Владимира Маяковского Катаев в своей поздней прозе вывел под именем Командора и, конечно, звание это присвоил ему по праву. Маяковский желал и умел нравиться и добился того, что стал путеводной звездой не для одного поколения поэтов. И не одна только официальная пропаганда, которая в этом случае бесспорно проявила определенное чутье, этому способствовала – любовь к нему была искренней. Тяга к этому человеку была велика, особенно у юных.
Так весело перемешивал он золото дивных строк с блестками дешевой, но ослепительно эффектной чепухи. Так без конца острил для пущего блеска, такая беда грозила объекту его шуток, бивших без промаха в цель, шуток, всегда понятных даже не самому интеллектуальному подростку.
Так этот всемирный Командор, глядевший на все чуть свысока, готов был безжалостно уязвить, обратить в прах всякого, кто посмел бы ему перечить. Так ему это удавалось!

──────

(Инструкция к заданию) Продолжите текст о Маяковском, начав сразу после его последнего предложения. Эти данные никак не связаны с текстом о Маяковском.

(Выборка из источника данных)
──────

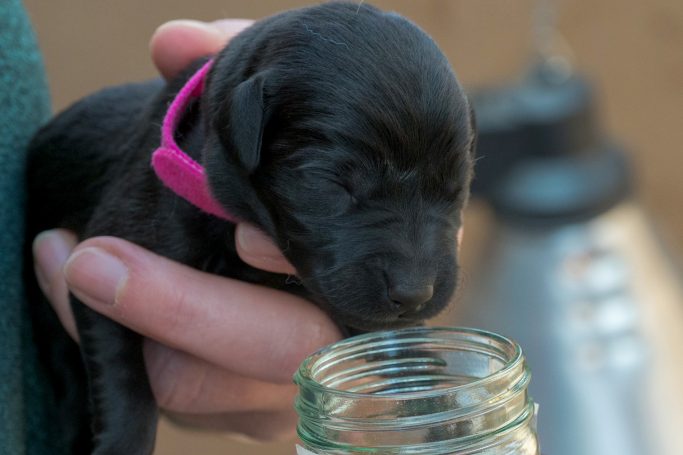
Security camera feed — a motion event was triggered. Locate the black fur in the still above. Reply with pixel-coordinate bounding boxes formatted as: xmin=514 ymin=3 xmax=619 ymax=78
xmin=27 ymin=3 xmax=475 ymax=455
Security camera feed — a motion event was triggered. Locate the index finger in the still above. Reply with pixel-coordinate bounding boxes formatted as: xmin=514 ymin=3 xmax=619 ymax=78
xmin=149 ymin=19 xmax=254 ymax=79
xmin=65 ymin=237 xmax=341 ymax=383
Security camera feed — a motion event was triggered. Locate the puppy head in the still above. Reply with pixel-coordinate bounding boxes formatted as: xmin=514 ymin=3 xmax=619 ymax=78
xmin=205 ymin=4 xmax=475 ymax=330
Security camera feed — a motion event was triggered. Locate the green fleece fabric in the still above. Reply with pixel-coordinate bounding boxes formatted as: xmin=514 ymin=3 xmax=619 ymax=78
xmin=0 ymin=0 xmax=66 ymax=455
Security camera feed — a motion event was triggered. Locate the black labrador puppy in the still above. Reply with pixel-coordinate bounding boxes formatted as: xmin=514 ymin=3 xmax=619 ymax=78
xmin=27 ymin=3 xmax=475 ymax=455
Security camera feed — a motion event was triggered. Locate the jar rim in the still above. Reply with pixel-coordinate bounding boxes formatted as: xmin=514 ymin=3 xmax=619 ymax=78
xmin=294 ymin=326 xmax=524 ymax=400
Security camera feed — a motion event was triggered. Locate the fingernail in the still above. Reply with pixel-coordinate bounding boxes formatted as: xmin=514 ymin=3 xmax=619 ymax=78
xmin=64 ymin=247 xmax=128 ymax=305
xmin=33 ymin=231 xmax=71 ymax=293
xmin=237 ymin=226 xmax=282 ymax=258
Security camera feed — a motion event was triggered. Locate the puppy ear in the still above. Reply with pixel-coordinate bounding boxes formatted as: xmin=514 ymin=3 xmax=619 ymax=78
xmin=222 ymin=74 xmax=267 ymax=173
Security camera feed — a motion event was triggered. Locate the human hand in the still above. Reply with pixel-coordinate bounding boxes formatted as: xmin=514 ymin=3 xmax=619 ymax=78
xmin=34 ymin=21 xmax=341 ymax=440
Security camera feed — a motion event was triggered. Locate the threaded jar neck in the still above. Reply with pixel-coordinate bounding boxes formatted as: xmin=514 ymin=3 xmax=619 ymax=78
xmin=294 ymin=327 xmax=538 ymax=455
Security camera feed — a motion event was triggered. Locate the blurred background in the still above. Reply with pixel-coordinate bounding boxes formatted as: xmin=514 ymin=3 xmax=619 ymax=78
xmin=25 ymin=0 xmax=683 ymax=455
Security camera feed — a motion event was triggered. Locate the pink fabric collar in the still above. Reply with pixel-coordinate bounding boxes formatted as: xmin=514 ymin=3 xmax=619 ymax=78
xmin=152 ymin=60 xmax=237 ymax=223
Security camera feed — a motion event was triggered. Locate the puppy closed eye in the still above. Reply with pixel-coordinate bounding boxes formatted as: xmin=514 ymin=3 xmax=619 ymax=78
xmin=302 ymin=179 xmax=358 ymax=217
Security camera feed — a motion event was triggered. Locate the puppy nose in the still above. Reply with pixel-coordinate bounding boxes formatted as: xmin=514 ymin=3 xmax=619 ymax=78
xmin=389 ymin=284 xmax=434 ymax=314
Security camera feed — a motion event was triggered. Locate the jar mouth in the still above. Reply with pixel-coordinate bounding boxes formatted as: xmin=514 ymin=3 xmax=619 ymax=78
xmin=294 ymin=327 xmax=524 ymax=400
xmin=294 ymin=327 xmax=533 ymax=454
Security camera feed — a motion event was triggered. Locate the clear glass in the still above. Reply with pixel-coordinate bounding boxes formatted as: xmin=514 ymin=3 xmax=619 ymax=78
xmin=294 ymin=327 xmax=540 ymax=455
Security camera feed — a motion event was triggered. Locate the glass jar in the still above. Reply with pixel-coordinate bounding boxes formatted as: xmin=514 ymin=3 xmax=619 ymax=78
xmin=294 ymin=327 xmax=540 ymax=455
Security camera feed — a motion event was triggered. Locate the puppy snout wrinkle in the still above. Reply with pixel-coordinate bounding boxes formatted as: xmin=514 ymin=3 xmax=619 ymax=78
xmin=388 ymin=283 xmax=434 ymax=314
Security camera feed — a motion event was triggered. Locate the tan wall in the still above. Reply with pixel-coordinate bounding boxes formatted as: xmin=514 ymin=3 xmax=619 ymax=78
xmin=25 ymin=0 xmax=683 ymax=455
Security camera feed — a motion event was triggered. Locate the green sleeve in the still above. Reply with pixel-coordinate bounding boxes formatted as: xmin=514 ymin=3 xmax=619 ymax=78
xmin=0 ymin=0 xmax=65 ymax=455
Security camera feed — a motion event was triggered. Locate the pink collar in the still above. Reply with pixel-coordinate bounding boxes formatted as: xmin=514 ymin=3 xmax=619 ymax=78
xmin=152 ymin=60 xmax=237 ymax=223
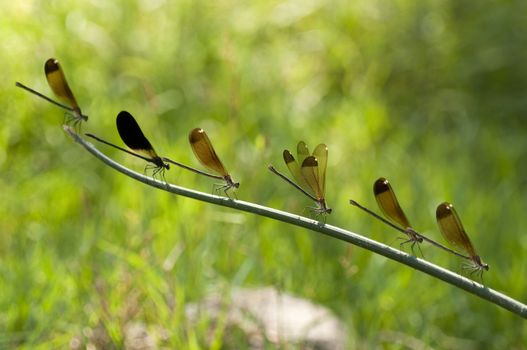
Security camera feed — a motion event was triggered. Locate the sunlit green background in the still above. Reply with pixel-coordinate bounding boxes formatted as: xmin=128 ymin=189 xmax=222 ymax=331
xmin=0 ymin=0 xmax=527 ymax=349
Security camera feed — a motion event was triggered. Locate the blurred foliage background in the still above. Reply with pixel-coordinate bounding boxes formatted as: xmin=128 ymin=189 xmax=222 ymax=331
xmin=0 ymin=0 xmax=527 ymax=349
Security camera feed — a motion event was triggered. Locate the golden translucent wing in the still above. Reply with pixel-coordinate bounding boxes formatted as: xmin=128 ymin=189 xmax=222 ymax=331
xmin=301 ymin=156 xmax=324 ymax=199
xmin=282 ymin=150 xmax=309 ymax=189
xmin=115 ymin=111 xmax=159 ymax=158
xmin=44 ymin=58 xmax=80 ymax=113
xmin=313 ymin=143 xmax=328 ymax=196
xmin=436 ymin=202 xmax=477 ymax=257
xmin=296 ymin=141 xmax=311 ymax=165
xmin=192 ymin=128 xmax=229 ymax=176
xmin=373 ymin=177 xmax=411 ymax=229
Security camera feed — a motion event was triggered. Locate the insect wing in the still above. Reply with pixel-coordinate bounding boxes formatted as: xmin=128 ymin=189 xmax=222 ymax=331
xmin=282 ymin=150 xmax=310 ymax=189
xmin=373 ymin=177 xmax=411 ymax=228
xmin=436 ymin=203 xmax=477 ymax=256
xmin=301 ymin=156 xmax=324 ymax=199
xmin=189 ymin=128 xmax=229 ymax=176
xmin=296 ymin=141 xmax=311 ymax=165
xmin=44 ymin=58 xmax=79 ymax=109
xmin=313 ymin=143 xmax=328 ymax=196
xmin=116 ymin=111 xmax=159 ymax=158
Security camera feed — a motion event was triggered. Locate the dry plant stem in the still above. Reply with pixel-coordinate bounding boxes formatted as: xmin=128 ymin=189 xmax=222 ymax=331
xmin=64 ymin=125 xmax=527 ymax=319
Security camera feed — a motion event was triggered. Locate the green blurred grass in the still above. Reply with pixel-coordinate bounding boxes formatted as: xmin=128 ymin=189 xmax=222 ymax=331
xmin=0 ymin=0 xmax=527 ymax=349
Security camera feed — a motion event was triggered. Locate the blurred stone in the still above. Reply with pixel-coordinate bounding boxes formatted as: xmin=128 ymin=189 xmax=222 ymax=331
xmin=186 ymin=287 xmax=346 ymax=350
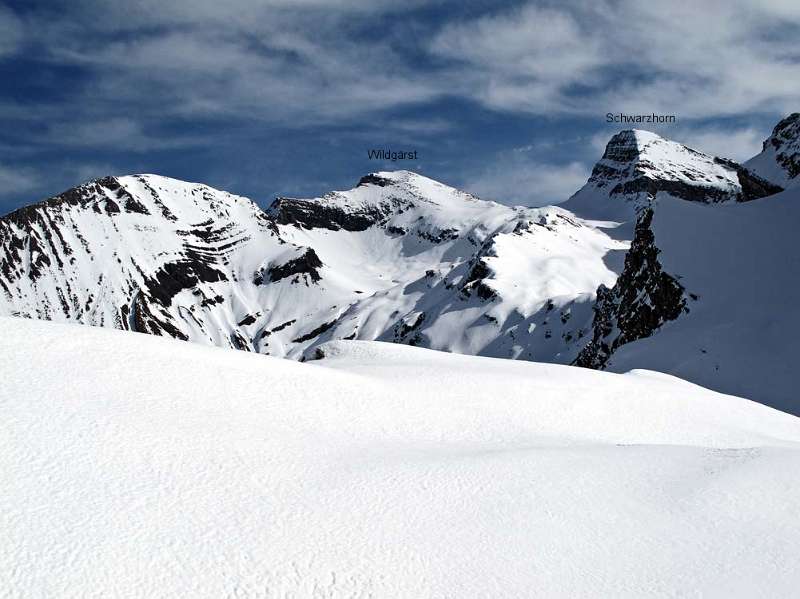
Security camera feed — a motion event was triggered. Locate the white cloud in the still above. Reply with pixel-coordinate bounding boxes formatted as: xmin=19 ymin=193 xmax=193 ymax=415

──────

(Результат выполнения)
Неудивительно, что на будущих Наполеонов он производил потрясающее впечатление. Ну как тут не вспомнить:
Это я
сердце флагом поднял.
Небывалое чудо двадцатого
века!
И отхлынули паломники
от гроба господня.
Опустела правоверными
древняя Мекка.
Как не пойти за этим трубадуром, как ему противиться?!
И я, хоть я к этим честолюбцем не принадлежал, обожал этого человека, он мне казался недостижимо прекрасным. Сильней, чем от вина, пьянел я от его стихов.
Где там золото, где просто эффектная ерунда, когда тебе еще и двадцати нет и видел ты на своем веку всего ничего... Ну что я тогда про него понимал?
Но и теперь...
Увы, сгорая от стыда, должен признаться, что по крайней мере к некоторой части этой эффектной ерунды в его стихах я до сих пор не совсем равнодушен и, вспоминая, как он со своим неповторимым вдохновением «в гное моргов искал сестер. Целовал узорно больных», – какое-то необыкновенно освежающее душу чувство испытываю. Горбатого могила исправит.
А может, зря я стыжусь? Может, правда его магическое воодушевление превращало эти побрякушки в золото? Ну, хотя бы в серебро...
Ох, не знаю. Царя Мидаса бы спросить: он, говорят, в этом деле специалист.
А что знакомство с ним началось с его поздней лирики, то это и не могло быть иначе, поскольку лирику эту на блюдечке с золотой каемочкой мне преподнесли еще в родной школе.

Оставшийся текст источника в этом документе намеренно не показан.